Required task A: Revise the article on Tamil age-attainment ceremonies: reproduce everything from "He's reluctant to" down to "her ceremony ends.", with "banquet hall" swapped for "reception hall".

## Start Passage provided

Ponnuchamy says, at his hall, the prices for the ceremony for a party of 350 go up to $25,000 (a wedding of the same size could be in the $35,000 range). Expensive extras include stretch limousines and elaborately decorated platforms (mandaps) costing $4,000, as opposed to one that costs $250. Part of the reason the community is spending more money and inviting more guests is that it can.

Canada has the largest Tamil population outside South Asia, an estimated 250,000, and the community is well-established and increasingly affluent.

"I came in '84. At that time, you couldn't even get a bag of (basmati) rice in the grocery store," Sivakumar says.

Now, families can buy Sri Lankan mangosa leaves, used in the rituals, from their Tamil stores.

The other reason for the opulence is how the occasion is perceived in Sri Lankan society, Pathmarajah says. "In a girl's life, this is the first major event. Later comes the marriage."

Half a century ago, the ceremony was to identify girls as ready for marriage at 17 or 18 and the gifts were used for the girl's dowry, Pathmarajah says. Now, parents see it mainly as a point of pride that "from today, my daughter is a young woman," as many women in Canada don't marry until they reach their mid- to late 20s.

Pride is why Niroshi's mother Chandrakumary says she and her husband, Ravichandran Sabaratnam, have no regrets, despite the high price tag. "These are my customs, my traditions," she says. "I spend more money but I am happy."

The sense of identity borne of these ceremonies is something Grade 12 student Babitha Thampinathan understands well. Though she was slightly embarrassed to be dressed up and taken to a banquet hall in front of 150 guests when she got her period five years ago, she says she will never forget her ceremony.

"It represents your background and what makes you up," she says.

There was another consideration. Thampinathan received more than $3,000 for her ceremony in clothes, money and jewellery.

"I was kind of excited, because you get so much money," she says.

Not everyone splurges.

Sasi Kanarathnam intends to have a small home ceremony for his daughter. As a party planner, he could probably go all-out but he doesn't believe in putting so much money into this event.

"It's ridiculous," Kanarathnam says.

He's reluctant to do lavish age-attainment ceremonies. When he does do a party, he encourages the parents to spend less.

Sivakumar says some people skip the event, particularly if the children are uncomfortable.

That's not the case with Niroshi. Back at the banquet hall, she sits down to eat rice and curries after her ceremony ends.

When she looks back, she is sure she will remember how happy she was on this day.

"It's to know that we are not forgetting our culture, even though we are in Canada."

## End Passage provided

Required task B: Collect each line of the listing below that contains the string "street".

## Start Extracted material

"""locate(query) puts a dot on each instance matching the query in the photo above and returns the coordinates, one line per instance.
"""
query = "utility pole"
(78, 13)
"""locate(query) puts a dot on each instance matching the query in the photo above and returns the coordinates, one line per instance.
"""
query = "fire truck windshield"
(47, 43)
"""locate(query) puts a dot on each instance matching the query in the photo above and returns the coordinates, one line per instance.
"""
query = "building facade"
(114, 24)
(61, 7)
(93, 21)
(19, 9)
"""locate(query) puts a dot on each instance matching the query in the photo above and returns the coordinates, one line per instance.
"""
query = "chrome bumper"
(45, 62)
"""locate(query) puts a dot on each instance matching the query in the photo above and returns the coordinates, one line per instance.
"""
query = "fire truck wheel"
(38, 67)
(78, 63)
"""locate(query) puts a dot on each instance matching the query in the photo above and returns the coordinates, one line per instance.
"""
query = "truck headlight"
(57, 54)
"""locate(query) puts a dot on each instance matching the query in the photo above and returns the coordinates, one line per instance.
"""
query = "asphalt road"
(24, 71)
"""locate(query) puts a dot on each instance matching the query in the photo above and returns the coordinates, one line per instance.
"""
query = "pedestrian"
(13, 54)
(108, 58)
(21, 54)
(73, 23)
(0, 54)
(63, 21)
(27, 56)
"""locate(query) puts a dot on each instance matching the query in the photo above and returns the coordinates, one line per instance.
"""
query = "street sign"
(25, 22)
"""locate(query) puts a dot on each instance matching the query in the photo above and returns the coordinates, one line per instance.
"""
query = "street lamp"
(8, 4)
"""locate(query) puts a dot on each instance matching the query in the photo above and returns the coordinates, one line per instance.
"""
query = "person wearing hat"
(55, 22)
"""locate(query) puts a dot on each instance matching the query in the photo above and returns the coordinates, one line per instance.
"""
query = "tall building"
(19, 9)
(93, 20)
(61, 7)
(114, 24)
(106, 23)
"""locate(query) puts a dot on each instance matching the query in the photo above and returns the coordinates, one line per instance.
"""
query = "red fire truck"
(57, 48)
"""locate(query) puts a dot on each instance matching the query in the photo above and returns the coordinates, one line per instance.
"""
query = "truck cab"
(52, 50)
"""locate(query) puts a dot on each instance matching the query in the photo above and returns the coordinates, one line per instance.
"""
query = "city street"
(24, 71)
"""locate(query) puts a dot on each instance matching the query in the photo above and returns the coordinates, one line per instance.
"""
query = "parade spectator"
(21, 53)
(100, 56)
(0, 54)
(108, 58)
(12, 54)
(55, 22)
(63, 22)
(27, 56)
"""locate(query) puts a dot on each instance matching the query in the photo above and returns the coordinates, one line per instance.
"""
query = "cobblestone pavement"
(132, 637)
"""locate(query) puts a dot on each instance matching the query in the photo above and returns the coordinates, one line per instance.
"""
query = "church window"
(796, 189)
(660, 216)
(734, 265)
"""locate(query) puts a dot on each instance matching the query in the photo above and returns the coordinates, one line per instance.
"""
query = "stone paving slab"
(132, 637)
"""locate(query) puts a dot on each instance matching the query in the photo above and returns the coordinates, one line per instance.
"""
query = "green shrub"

## End Extracted material

Written response A:
He's reluctant to do lavish age-attainment ceremonies. When he does do a party, he encourages the parents to spend less.

Sivakumar says some people skip the event, particularly if the children are uncomfortable.

That's not the case with Niroshi. Back at the reception hall, she sits down to eat rice and curries after her ceremony ends.

Written response B:
query = "street sign"
query = "street lamp"
query = "city street"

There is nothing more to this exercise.